§ **Page**
## begin

The concept may be confusing the public and inhibiting action, researchers say
A group of scientists, including researchers from Rutgers University-New Brunswick, Princeton University and Carleton University, has questioned the accuracy and utility of the metaphor “tipping point” in calling attention to the threat of climate change.
The phrase, while perhaps initially useful as a clarion call that warns about sudden, drastic changes, may now be confusing the public and impeding action, researchers said.
Writing a perspective in Nature Climate Change, the scientists, from the Rutgers Climate and Energy Institute, Princeton’s Center for Policy Research on Energy and the Environment, and Climate Resilient Societies through Equitable Transformations (ReSET) Lab at Carleton University as well as six other academic institutions, argue that the notion of tipping points, when referencing physical and human aspects of Earth’s changing climate, is not well-defined and often applied inappropriately. There also is no evidence, they said, that the apocalyptic tone of the phrasing is driving action.

## end

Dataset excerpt

## begin

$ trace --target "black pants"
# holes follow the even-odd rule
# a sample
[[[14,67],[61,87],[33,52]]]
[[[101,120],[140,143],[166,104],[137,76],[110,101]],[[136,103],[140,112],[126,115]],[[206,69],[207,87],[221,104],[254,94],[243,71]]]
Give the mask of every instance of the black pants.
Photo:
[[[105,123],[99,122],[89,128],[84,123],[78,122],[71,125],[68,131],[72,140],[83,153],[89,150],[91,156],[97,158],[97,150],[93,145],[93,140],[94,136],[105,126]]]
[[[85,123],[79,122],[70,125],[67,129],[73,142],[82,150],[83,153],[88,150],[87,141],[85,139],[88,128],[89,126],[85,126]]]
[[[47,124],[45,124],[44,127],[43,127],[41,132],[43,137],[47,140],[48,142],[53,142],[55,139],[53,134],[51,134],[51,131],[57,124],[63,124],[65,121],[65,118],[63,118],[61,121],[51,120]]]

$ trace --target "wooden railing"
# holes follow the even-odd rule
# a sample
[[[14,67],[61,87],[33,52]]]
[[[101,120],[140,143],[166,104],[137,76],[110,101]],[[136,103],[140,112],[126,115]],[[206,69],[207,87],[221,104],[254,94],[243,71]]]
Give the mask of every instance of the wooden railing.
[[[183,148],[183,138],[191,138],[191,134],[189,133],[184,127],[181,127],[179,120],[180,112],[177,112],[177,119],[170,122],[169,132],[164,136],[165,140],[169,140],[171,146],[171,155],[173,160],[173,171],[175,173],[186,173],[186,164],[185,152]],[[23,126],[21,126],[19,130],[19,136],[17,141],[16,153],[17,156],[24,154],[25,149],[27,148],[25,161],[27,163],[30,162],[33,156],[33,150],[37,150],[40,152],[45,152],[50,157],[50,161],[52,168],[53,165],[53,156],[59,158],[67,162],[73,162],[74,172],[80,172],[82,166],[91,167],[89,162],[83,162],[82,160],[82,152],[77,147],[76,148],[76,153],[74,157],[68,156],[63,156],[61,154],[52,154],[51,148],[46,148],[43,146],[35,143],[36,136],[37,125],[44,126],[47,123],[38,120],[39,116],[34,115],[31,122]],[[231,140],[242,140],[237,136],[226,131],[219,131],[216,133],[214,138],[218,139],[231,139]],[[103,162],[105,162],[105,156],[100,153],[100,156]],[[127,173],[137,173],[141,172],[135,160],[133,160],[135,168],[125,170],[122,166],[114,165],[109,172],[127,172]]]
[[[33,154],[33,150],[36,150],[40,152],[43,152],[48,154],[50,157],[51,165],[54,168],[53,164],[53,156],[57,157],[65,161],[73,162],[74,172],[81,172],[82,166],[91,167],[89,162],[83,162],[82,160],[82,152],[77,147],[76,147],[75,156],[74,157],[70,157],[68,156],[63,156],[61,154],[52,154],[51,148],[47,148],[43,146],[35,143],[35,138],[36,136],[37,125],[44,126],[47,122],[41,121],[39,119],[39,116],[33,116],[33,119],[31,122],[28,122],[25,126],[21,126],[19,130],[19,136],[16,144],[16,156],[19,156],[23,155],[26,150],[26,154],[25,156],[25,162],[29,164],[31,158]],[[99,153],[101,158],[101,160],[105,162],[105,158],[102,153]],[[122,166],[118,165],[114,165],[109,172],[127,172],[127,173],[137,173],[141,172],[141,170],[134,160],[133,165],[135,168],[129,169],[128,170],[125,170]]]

## end

§ **What to do**
1. Name every university that the article about the "tipping point" metaphor mentions by name.
2. List each line of the records that contains the string "target", matching case exactly.
The article and the records come from unrelated sources.

§ **Task solutions**
1. Rutgers University-New Brunswick, Princeton University, Carleton University

2.
$ trace --target "black pants"
$ trace --target "wooden railing"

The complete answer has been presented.